### Task objective
From the line containing "Scan the photo. Do you find any ceiling" to the last line of the records, please reproduce every line exactly and nothing more.

____

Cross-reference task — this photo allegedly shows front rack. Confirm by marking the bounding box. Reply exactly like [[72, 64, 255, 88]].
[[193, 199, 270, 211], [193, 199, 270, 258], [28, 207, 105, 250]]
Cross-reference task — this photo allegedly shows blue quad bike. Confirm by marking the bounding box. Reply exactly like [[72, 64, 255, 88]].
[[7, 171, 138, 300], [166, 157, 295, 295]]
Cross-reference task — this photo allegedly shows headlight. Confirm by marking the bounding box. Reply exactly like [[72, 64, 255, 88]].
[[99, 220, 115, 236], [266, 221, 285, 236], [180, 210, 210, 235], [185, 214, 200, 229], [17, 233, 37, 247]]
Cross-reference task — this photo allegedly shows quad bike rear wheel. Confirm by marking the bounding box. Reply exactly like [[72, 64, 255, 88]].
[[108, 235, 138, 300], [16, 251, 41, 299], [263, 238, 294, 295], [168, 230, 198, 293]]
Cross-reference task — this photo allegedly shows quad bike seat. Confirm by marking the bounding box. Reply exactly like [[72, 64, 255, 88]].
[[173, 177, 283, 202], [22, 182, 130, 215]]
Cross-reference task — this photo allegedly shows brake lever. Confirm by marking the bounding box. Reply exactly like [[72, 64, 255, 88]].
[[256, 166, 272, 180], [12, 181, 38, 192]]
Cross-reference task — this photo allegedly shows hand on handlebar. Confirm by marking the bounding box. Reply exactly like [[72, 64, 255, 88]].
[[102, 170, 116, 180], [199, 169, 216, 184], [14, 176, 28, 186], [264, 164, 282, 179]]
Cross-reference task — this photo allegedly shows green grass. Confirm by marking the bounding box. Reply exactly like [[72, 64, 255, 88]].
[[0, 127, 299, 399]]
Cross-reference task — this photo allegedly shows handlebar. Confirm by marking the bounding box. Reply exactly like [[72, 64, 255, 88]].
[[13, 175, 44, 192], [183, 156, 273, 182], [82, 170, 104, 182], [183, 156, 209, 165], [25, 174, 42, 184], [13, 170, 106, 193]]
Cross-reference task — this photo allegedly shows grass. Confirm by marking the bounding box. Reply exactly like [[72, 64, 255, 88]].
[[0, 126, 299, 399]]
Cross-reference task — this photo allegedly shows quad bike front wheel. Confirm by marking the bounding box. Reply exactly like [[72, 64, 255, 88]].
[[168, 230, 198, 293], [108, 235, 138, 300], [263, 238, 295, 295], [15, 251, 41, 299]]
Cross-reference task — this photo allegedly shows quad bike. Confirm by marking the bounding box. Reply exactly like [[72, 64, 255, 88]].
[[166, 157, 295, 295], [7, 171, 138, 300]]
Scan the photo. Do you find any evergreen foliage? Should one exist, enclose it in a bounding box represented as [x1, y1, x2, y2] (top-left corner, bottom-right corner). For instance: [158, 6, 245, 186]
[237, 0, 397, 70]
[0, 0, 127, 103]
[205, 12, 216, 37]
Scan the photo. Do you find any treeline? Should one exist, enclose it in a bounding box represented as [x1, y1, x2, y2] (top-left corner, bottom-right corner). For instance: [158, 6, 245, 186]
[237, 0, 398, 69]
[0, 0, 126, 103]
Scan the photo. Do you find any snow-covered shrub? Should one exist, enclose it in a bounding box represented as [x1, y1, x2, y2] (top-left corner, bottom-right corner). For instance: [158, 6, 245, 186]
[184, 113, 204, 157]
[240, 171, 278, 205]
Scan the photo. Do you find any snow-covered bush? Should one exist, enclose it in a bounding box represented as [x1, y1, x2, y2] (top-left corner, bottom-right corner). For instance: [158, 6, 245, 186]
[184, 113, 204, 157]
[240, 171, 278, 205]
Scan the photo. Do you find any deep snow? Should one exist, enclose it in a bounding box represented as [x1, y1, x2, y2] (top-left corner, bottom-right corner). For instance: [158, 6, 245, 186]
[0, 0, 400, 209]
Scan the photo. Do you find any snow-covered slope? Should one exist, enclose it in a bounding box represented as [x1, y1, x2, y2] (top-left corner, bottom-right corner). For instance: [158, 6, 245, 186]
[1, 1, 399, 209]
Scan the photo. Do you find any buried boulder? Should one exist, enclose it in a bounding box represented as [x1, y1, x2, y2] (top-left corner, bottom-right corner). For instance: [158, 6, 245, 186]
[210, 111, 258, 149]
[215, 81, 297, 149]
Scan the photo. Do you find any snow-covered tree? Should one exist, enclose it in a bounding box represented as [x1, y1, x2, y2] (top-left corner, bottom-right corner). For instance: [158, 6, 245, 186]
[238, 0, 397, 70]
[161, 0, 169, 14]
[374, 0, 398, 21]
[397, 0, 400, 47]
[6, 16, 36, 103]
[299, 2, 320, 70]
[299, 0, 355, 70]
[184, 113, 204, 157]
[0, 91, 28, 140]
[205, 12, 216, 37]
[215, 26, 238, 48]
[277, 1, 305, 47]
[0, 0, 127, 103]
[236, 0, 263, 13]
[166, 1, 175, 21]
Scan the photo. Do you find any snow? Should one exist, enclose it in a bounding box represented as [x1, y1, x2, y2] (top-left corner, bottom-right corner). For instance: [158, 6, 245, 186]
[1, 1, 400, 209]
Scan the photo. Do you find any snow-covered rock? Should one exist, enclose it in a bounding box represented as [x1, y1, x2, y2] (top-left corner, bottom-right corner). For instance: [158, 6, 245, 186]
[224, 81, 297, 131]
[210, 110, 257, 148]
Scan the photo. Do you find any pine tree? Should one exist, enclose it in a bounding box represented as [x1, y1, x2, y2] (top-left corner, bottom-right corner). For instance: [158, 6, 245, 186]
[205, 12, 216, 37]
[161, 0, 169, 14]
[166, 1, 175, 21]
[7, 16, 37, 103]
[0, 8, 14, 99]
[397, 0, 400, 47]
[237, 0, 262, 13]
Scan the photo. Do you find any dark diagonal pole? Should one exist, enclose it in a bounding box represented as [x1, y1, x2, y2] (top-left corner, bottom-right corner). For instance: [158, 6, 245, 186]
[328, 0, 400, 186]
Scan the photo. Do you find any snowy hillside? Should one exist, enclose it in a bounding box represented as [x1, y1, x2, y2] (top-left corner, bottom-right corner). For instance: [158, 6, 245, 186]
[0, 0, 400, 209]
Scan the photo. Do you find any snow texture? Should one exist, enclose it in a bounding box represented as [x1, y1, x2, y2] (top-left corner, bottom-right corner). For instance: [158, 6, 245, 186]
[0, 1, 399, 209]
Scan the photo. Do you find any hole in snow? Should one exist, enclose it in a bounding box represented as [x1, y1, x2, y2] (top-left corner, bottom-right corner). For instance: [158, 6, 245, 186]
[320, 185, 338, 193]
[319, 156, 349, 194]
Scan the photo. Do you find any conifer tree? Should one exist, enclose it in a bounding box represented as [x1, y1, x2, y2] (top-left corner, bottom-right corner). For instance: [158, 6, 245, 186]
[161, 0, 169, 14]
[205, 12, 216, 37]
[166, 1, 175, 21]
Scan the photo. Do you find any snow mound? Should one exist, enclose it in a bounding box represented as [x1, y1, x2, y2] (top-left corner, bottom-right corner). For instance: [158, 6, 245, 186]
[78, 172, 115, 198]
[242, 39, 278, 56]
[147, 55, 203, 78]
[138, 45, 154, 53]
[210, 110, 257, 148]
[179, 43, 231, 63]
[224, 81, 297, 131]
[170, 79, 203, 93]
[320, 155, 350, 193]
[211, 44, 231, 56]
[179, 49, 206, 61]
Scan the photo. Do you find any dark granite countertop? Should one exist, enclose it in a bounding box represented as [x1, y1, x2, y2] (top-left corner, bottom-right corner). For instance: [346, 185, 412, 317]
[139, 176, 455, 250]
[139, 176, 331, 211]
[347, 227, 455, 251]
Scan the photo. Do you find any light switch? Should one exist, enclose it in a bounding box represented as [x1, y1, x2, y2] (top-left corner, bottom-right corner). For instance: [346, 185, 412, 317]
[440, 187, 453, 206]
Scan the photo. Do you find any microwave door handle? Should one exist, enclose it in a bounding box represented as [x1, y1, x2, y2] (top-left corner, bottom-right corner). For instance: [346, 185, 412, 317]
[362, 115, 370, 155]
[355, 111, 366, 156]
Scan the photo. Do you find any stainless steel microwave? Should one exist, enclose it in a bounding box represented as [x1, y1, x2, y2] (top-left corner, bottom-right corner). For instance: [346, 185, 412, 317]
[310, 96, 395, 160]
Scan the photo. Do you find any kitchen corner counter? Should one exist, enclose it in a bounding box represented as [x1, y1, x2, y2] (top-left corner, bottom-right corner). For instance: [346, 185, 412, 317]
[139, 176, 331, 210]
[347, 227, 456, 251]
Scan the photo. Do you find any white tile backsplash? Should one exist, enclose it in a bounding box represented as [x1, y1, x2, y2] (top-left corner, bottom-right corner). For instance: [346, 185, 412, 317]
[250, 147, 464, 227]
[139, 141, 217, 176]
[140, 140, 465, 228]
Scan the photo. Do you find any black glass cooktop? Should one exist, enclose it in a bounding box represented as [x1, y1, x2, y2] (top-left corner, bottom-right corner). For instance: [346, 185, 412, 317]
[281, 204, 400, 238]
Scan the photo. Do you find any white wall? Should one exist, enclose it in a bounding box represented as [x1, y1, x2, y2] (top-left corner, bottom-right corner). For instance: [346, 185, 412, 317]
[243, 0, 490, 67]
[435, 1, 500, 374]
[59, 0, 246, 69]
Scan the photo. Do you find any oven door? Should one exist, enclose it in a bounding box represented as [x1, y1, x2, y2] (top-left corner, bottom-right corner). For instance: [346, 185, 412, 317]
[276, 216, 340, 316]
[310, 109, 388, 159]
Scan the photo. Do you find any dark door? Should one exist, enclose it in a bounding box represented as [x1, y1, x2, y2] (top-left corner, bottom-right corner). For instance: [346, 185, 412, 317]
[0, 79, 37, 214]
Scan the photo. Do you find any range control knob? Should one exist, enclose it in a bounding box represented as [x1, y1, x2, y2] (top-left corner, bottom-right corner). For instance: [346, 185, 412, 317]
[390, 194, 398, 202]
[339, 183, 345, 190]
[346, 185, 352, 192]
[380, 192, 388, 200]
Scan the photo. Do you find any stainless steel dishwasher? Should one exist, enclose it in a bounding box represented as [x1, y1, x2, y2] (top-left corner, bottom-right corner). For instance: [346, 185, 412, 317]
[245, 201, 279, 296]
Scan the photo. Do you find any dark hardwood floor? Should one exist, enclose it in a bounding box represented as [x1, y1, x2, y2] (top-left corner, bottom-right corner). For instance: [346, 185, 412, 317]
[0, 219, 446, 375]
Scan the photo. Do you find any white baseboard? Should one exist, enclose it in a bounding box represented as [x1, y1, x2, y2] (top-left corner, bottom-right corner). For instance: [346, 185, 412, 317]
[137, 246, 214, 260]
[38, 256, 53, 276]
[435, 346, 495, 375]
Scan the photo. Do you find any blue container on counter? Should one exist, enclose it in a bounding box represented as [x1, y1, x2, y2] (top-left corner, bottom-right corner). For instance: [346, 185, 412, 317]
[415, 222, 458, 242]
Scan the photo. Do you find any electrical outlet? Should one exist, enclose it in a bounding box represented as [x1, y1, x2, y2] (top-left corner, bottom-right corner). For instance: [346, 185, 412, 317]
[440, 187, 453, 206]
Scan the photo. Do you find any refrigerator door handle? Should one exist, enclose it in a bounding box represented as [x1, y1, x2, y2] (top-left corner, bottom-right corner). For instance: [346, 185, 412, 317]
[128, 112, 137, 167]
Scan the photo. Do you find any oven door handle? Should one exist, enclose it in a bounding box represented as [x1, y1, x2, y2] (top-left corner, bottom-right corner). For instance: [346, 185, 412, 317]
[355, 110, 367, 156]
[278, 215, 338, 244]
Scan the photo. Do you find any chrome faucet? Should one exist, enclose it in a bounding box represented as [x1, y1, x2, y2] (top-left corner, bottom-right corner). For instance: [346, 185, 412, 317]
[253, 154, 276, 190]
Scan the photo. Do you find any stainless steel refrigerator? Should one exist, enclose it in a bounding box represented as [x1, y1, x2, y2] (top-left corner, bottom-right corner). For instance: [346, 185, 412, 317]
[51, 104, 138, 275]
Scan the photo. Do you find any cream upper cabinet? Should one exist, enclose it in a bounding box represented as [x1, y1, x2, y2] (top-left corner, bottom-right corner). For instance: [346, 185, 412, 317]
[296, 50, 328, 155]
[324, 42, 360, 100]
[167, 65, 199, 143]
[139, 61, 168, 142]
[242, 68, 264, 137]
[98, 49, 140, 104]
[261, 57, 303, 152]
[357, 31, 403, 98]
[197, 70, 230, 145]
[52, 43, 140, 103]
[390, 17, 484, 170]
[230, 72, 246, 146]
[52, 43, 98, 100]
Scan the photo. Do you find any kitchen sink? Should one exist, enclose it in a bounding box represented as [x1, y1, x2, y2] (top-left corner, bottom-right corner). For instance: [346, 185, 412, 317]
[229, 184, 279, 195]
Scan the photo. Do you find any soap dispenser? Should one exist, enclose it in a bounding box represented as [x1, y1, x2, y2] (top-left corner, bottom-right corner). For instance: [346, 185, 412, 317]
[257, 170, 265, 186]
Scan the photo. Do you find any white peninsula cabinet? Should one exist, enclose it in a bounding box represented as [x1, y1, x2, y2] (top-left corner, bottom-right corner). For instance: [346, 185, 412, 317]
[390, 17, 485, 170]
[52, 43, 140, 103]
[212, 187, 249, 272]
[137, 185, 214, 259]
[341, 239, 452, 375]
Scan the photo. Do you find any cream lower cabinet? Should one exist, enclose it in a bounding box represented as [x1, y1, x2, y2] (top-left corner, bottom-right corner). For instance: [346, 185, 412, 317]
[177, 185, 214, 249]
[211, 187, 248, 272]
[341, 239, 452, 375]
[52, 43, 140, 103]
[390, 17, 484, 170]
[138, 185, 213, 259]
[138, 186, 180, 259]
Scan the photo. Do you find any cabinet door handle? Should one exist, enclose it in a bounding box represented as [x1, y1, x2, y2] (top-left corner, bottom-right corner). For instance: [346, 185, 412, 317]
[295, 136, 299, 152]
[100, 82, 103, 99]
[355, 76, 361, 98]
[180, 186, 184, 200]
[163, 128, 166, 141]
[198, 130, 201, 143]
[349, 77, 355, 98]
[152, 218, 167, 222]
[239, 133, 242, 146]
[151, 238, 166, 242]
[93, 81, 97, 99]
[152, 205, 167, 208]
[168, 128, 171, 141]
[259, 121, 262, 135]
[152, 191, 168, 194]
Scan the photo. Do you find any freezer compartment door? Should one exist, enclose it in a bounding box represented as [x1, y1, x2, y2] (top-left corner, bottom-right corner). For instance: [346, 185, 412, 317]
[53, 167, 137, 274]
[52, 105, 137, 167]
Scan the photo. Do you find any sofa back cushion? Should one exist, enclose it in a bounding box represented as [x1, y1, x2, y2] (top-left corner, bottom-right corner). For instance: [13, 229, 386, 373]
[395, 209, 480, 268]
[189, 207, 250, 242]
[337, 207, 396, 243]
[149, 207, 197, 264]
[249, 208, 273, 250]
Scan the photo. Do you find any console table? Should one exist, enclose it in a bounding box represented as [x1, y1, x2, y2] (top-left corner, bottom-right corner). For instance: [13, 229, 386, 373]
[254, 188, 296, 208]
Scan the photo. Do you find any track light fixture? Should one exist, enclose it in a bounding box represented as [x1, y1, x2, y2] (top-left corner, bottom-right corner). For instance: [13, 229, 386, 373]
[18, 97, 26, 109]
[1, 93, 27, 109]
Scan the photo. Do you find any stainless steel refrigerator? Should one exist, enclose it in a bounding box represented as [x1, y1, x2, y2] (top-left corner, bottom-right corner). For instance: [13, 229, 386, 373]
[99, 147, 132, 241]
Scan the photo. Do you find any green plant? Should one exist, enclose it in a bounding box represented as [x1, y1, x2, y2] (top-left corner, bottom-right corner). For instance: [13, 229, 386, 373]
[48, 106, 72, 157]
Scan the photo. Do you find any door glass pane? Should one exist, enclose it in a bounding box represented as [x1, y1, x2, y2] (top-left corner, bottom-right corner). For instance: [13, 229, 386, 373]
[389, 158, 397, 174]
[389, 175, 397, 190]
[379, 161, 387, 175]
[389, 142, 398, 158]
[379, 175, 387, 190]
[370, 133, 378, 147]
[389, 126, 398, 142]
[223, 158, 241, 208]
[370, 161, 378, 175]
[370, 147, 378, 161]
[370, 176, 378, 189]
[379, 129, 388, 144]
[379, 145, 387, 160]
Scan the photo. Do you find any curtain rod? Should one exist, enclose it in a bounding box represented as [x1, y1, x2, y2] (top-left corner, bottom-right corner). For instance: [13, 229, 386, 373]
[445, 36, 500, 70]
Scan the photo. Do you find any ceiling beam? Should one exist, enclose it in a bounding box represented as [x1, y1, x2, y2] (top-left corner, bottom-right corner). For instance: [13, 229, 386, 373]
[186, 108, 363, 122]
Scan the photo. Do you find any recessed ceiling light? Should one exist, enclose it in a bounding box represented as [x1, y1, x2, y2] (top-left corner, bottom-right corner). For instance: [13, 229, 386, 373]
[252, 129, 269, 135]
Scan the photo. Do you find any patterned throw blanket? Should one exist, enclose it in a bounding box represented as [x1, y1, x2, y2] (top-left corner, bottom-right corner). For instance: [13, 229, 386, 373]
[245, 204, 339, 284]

____

### Response box
Scan the photo. Do you find any ceiling beam? Should one exist, enclose it in a bounding box represented as [x1, y1, x2, y2] (top-left corner, bottom-right corner). For instance: [13, 229, 386, 373]
[186, 108, 363, 122]
Scan the photo. Do you find any recessed ceiling light? Should one exist, enclose it in a bounding box represented as [x1, y1, x2, y2] (top-left corner, bottom-right corner). For instance: [13, 229, 386, 373]
[252, 129, 269, 135]
Scan the photo. Do you find any patterned throw blanket? Should one exist, enclose it in a bounding box represented as [x1, y1, x2, y2] (top-left corner, bottom-right corner). For instance: [13, 229, 386, 373]
[245, 204, 339, 284]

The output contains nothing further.